TEXT PASSAGE:
──────

Wikipedia:Wikipedia Signpost/2012-04-23/Investigative report

Investigative report

Spin doctors spin Jimmy's "bright line"

The Public Relations Society of America, which owns and runs the scholarly Public Relations Journal, presents a workshop to the Federal Emergency Management Agency, December 2007
It began on 17 April with a misleadingly titled report on the newswise site, "Survey finds most Wikipedia entries contain factual errors". This was reprinted on the same day by the online research news site Science Daily ("Most Wikipedia entries about companies contain factual errors, study finds"). Within days it had gone viral on internet news sites all over the world. The story was picked up by the American ABC news blog ("Wikipedia: public relations people, editors differ over entries"), The Telegraph in the UK ("Six out of 10 Wikipedia business entries contain factual errors"), the Indian edition of NYDailyNews ("Wikipedia entries full of factual errors, says researcher"), and The Register, a British technology news and opinion website ("Let promoters edit clients' Wikipedia entries"). One outlet, the Business2Community, went so far as to announce that "a new study published in the Public Relations Journal shows that a stunning 60 percent of articles about specific companies contained factual errors."

──────

WORK INSTRUCTIONS: Reproduce the Signpost investigative report above in full, word for word, before turning to the listing.

RECORDED DATA:

──────

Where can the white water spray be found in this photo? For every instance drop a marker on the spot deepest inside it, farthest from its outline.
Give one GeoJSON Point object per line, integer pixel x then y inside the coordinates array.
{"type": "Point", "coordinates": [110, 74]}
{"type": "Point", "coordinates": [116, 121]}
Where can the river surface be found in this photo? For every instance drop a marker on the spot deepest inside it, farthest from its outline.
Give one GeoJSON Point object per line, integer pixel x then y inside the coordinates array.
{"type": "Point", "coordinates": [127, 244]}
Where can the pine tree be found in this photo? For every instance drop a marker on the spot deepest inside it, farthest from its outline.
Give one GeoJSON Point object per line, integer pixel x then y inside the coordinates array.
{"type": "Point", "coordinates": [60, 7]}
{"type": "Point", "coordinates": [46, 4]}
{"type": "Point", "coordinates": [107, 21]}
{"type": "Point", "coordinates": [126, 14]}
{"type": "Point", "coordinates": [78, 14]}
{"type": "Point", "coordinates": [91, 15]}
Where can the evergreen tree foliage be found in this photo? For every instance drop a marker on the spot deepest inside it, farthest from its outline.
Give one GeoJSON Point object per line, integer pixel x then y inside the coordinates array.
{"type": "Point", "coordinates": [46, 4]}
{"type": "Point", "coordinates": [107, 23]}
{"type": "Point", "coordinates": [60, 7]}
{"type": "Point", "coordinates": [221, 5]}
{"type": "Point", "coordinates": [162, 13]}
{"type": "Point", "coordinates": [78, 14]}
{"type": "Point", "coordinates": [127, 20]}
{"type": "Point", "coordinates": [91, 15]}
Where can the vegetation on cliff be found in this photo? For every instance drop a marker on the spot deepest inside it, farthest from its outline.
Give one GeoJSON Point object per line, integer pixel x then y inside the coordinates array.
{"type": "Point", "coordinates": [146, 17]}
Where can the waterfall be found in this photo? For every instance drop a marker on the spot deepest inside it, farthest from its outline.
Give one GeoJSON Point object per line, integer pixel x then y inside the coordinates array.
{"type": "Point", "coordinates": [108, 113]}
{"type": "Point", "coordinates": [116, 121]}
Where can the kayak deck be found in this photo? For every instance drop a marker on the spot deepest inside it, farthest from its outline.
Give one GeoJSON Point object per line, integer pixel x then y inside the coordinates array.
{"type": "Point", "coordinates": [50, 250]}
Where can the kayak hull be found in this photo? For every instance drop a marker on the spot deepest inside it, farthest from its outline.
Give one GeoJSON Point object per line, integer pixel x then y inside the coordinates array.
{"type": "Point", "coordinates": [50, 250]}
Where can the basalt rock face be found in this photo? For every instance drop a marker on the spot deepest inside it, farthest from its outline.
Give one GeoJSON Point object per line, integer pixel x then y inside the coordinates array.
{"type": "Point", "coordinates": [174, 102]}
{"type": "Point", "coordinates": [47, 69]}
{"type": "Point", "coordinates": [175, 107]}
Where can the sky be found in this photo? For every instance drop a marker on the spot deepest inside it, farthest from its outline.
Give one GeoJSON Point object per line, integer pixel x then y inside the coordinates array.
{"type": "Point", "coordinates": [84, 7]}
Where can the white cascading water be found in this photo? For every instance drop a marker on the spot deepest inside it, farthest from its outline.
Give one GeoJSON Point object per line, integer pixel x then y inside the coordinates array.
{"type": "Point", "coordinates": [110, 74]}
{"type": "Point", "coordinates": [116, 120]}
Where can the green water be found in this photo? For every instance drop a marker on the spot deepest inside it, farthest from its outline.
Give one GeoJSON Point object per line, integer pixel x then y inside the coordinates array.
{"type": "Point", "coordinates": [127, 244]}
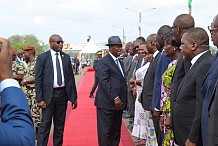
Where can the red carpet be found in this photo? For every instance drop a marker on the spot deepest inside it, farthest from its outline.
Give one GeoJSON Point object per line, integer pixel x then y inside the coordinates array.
{"type": "Point", "coordinates": [81, 125]}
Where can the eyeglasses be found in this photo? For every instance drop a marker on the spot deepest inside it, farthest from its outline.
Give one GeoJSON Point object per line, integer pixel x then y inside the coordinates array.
{"type": "Point", "coordinates": [180, 27]}
{"type": "Point", "coordinates": [58, 42]}
{"type": "Point", "coordinates": [211, 29]}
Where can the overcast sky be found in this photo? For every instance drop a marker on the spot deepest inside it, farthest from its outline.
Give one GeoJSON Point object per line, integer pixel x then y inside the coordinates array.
{"type": "Point", "coordinates": [74, 20]}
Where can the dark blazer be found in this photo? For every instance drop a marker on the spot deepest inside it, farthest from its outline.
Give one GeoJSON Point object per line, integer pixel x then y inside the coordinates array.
{"type": "Point", "coordinates": [127, 63]}
{"type": "Point", "coordinates": [208, 91]}
{"type": "Point", "coordinates": [16, 126]}
{"type": "Point", "coordinates": [44, 77]}
{"type": "Point", "coordinates": [148, 84]}
{"type": "Point", "coordinates": [139, 63]}
{"type": "Point", "coordinates": [162, 66]}
{"type": "Point", "coordinates": [188, 105]}
{"type": "Point", "coordinates": [212, 129]}
{"type": "Point", "coordinates": [111, 84]}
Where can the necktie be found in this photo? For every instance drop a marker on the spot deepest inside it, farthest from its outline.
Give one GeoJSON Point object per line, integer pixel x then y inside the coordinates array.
{"type": "Point", "coordinates": [59, 76]}
{"type": "Point", "coordinates": [117, 62]}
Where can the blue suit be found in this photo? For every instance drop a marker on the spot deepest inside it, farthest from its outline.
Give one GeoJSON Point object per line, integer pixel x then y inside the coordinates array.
{"type": "Point", "coordinates": [112, 84]}
{"type": "Point", "coordinates": [162, 66]}
{"type": "Point", "coordinates": [208, 90]}
{"type": "Point", "coordinates": [16, 127]}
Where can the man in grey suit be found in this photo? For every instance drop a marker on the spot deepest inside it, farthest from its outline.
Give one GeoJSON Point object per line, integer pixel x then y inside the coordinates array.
{"type": "Point", "coordinates": [55, 85]}
{"type": "Point", "coordinates": [189, 99]}
{"type": "Point", "coordinates": [111, 95]}
{"type": "Point", "coordinates": [210, 92]}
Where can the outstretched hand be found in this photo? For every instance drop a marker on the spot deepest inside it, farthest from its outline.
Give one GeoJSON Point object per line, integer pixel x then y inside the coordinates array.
{"type": "Point", "coordinates": [74, 105]}
{"type": "Point", "coordinates": [5, 60]}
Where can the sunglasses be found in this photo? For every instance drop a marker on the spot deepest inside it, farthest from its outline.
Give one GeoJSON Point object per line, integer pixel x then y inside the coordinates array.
{"type": "Point", "coordinates": [210, 28]}
{"type": "Point", "coordinates": [58, 42]}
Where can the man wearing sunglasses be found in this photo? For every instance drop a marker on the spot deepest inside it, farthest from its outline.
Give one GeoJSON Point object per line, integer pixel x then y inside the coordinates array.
{"type": "Point", "coordinates": [210, 93]}
{"type": "Point", "coordinates": [55, 85]}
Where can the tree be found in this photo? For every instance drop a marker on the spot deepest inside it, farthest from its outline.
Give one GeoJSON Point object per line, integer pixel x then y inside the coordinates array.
{"type": "Point", "coordinates": [19, 42]}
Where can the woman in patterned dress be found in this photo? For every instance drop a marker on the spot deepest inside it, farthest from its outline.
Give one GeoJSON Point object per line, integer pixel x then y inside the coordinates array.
{"type": "Point", "coordinates": [171, 49]}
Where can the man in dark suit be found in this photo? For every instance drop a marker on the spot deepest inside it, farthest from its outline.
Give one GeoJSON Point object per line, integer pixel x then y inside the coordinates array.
{"type": "Point", "coordinates": [181, 24]}
{"type": "Point", "coordinates": [55, 85]}
{"type": "Point", "coordinates": [99, 53]}
{"type": "Point", "coordinates": [148, 84]}
{"type": "Point", "coordinates": [210, 92]}
{"type": "Point", "coordinates": [111, 95]}
{"type": "Point", "coordinates": [16, 126]}
{"type": "Point", "coordinates": [189, 99]}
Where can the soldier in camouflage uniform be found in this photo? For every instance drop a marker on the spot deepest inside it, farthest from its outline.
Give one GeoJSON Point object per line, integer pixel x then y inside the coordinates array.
{"type": "Point", "coordinates": [29, 82]}
{"type": "Point", "coordinates": [17, 68]}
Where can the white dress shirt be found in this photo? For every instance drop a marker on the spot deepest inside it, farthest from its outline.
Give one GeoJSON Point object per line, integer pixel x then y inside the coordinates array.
{"type": "Point", "coordinates": [114, 58]}
{"type": "Point", "coordinates": [53, 56]}
{"type": "Point", "coordinates": [196, 58]}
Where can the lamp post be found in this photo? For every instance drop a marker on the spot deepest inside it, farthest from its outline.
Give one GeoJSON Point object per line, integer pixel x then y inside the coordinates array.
{"type": "Point", "coordinates": [123, 34]}
{"type": "Point", "coordinates": [140, 17]}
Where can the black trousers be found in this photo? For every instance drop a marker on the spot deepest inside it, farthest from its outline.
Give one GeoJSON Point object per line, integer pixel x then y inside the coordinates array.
{"type": "Point", "coordinates": [159, 133]}
{"type": "Point", "coordinates": [56, 110]}
{"type": "Point", "coordinates": [94, 86]}
{"type": "Point", "coordinates": [109, 126]}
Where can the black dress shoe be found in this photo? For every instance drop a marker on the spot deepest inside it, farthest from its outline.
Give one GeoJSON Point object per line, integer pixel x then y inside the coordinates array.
{"type": "Point", "coordinates": [91, 96]}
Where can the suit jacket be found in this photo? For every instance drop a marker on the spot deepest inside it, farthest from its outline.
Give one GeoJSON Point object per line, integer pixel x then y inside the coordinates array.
{"type": "Point", "coordinates": [112, 84]}
{"type": "Point", "coordinates": [182, 68]}
{"type": "Point", "coordinates": [127, 63]}
{"type": "Point", "coordinates": [212, 129]}
{"type": "Point", "coordinates": [16, 126]}
{"type": "Point", "coordinates": [130, 74]}
{"type": "Point", "coordinates": [139, 63]}
{"type": "Point", "coordinates": [188, 106]}
{"type": "Point", "coordinates": [148, 84]}
{"type": "Point", "coordinates": [208, 89]}
{"type": "Point", "coordinates": [44, 77]}
{"type": "Point", "coordinates": [162, 66]}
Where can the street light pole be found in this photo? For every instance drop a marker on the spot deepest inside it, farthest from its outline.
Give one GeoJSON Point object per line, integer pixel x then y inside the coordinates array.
{"type": "Point", "coordinates": [140, 20]}
{"type": "Point", "coordinates": [140, 17]}
{"type": "Point", "coordinates": [122, 34]}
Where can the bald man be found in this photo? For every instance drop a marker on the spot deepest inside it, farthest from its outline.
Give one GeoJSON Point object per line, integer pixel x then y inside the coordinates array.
{"type": "Point", "coordinates": [210, 92]}
{"type": "Point", "coordinates": [181, 24]}
{"type": "Point", "coordinates": [188, 104]}
{"type": "Point", "coordinates": [55, 86]}
{"type": "Point", "coordinates": [148, 84]}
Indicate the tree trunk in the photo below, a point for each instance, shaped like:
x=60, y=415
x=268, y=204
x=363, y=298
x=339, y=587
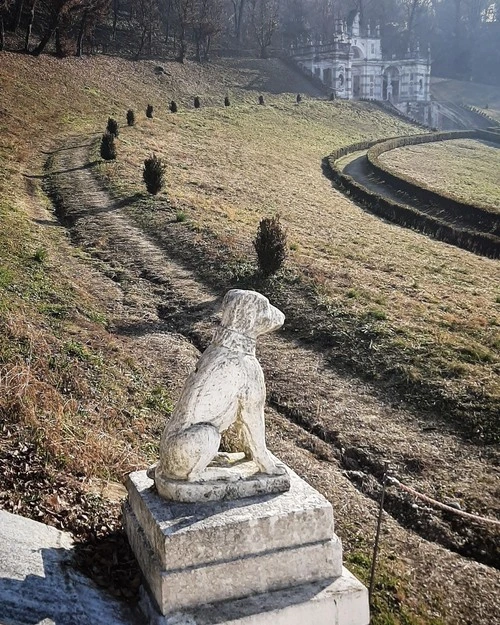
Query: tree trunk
x=239, y=8
x=2, y=33
x=16, y=15
x=141, y=46
x=182, y=44
x=207, y=48
x=59, y=48
x=29, y=26
x=81, y=33
x=46, y=38
x=198, y=47
x=116, y=8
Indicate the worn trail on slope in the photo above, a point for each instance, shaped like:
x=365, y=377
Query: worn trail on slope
x=363, y=429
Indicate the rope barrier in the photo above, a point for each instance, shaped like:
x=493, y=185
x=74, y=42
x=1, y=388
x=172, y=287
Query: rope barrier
x=443, y=506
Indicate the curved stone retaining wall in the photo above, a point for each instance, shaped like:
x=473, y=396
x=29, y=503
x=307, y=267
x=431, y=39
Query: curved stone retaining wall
x=405, y=215
x=486, y=220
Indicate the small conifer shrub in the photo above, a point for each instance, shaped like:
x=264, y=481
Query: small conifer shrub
x=112, y=126
x=108, y=147
x=270, y=245
x=154, y=174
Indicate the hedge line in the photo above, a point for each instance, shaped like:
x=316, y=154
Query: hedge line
x=479, y=243
x=487, y=220
x=474, y=109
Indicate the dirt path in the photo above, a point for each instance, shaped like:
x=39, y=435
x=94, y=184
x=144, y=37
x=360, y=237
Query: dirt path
x=330, y=428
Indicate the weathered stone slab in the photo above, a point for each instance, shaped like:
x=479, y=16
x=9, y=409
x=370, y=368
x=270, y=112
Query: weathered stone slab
x=343, y=601
x=189, y=535
x=218, y=483
x=38, y=583
x=184, y=588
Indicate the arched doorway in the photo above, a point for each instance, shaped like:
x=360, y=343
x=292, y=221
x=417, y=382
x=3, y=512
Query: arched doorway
x=391, y=84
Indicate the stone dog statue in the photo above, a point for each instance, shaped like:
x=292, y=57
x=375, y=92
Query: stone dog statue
x=226, y=388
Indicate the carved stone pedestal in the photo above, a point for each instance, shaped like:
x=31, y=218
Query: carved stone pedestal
x=253, y=561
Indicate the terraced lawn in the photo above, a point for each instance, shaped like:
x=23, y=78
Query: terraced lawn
x=466, y=168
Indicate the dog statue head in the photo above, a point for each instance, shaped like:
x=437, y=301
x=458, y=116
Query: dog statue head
x=249, y=313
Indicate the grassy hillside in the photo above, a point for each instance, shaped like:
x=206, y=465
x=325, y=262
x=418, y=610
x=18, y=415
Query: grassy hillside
x=417, y=298
x=486, y=97
x=467, y=169
x=82, y=403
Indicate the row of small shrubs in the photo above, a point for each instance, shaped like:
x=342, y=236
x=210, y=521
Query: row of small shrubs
x=477, y=242
x=480, y=217
x=154, y=169
x=271, y=241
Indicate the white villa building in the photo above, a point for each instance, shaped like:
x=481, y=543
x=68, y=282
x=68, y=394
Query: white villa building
x=352, y=66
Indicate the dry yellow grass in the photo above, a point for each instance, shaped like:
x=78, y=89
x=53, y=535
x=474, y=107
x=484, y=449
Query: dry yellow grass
x=226, y=168
x=436, y=305
x=465, y=168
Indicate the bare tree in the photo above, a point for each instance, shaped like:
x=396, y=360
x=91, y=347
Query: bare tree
x=184, y=11
x=5, y=6
x=206, y=23
x=264, y=19
x=238, y=17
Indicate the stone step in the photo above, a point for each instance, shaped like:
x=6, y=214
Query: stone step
x=343, y=601
x=231, y=578
x=184, y=535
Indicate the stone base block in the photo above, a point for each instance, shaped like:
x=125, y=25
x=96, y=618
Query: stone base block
x=253, y=561
x=343, y=601
x=229, y=476
x=184, y=535
x=178, y=589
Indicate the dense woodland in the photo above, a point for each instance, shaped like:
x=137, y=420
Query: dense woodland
x=464, y=35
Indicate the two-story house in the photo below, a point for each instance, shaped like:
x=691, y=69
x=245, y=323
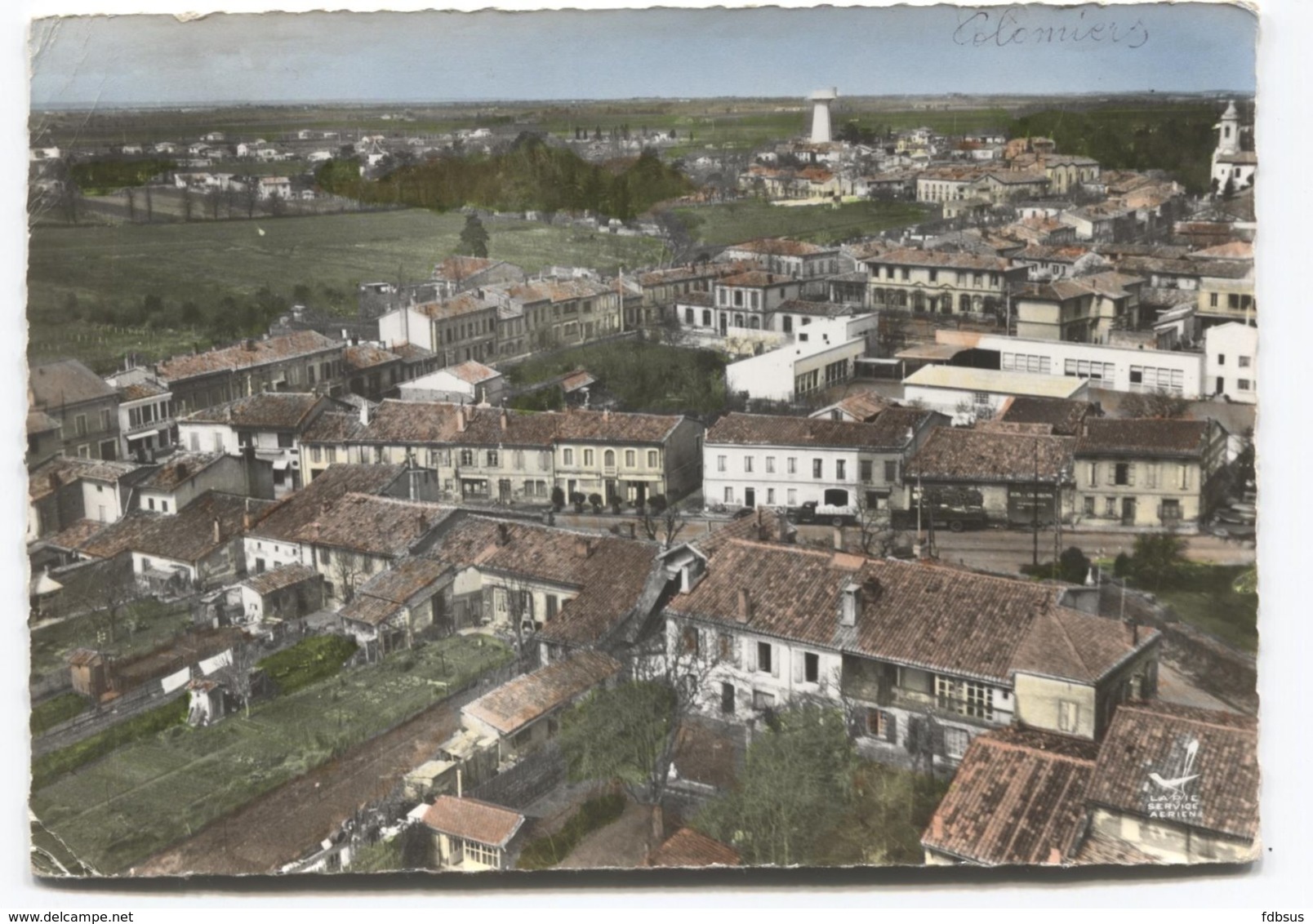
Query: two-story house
x=913, y=280
x=83, y=405
x=759, y=460
x=783, y=256
x=921, y=658
x=626, y=457
x=268, y=423
x=1019, y=474
x=145, y=414
x=1085, y=309
x=743, y=301
x=457, y=328
x=300, y=361
x=1168, y=785
x=1149, y=472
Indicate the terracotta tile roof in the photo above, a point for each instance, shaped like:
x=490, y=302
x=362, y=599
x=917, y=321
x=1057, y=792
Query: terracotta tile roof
x=472, y=820
x=473, y=371
x=864, y=406
x=913, y=615
x=271, y=410
x=1152, y=438
x=1062, y=415
x=527, y=699
x=615, y=427
x=555, y=291
x=913, y=257
x=180, y=469
x=412, y=352
x=367, y=356
x=990, y=455
x=576, y=380
x=66, y=382
x=1099, y=850
x=1075, y=646
x=438, y=423
x=138, y=390
x=373, y=525
x=757, y=278
x=40, y=421
x=1013, y=802
x=63, y=470
x=1232, y=250
x=797, y=306
x=187, y=535
x=784, y=246
x=293, y=513
x=760, y=429
x=690, y=848
x=334, y=427
x=456, y=306
x=75, y=535
x=457, y=268
x=369, y=611
x=239, y=356
x=403, y=580
x=1168, y=740
x=611, y=574
x=278, y=579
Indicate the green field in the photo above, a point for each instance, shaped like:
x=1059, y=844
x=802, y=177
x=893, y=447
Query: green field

──────

ANSWER SPACE:
Wikipedia:Wikipedia Signpost/2012-04-23/Investigative report

Investigative report

Spin doctors spin Jimmy's "bright line"

The Public Relations Society of America, which owns and runs the scholarly Public Relations Journal, presents a workshop to the Federal Emergency Management Agency, December 2007
It began on 17 April with a misleadingly titled report on the newswise site, "Survey finds most Wikipedia entries contain factual errors". This was reprinted on the same day by the online research news site Science Daily ("Most Wikipedia entries about companies contain factual errors, study finds"). Within days it had gone viral on internet news sites all over the world. The story was picked up by the American ABC news blog ("Wikipedia: public relations people, editors differ over entries"), The Telegraph in the UK ("Six out of 10 Wikipedia business entries contain factual errors"), the Indian edition of NYDailyNews ("Wikipedia entries full of factual errors, says researcher"), and The Register, a British technology news and opinion website ("Let promoters edit clients' Wikipedia entries"). One outlet, the Business2Community, went so far as to announce that "a new study published in the Public Relations Journal shows that a stunning 60 percent of articles about specific companies contained factual errors."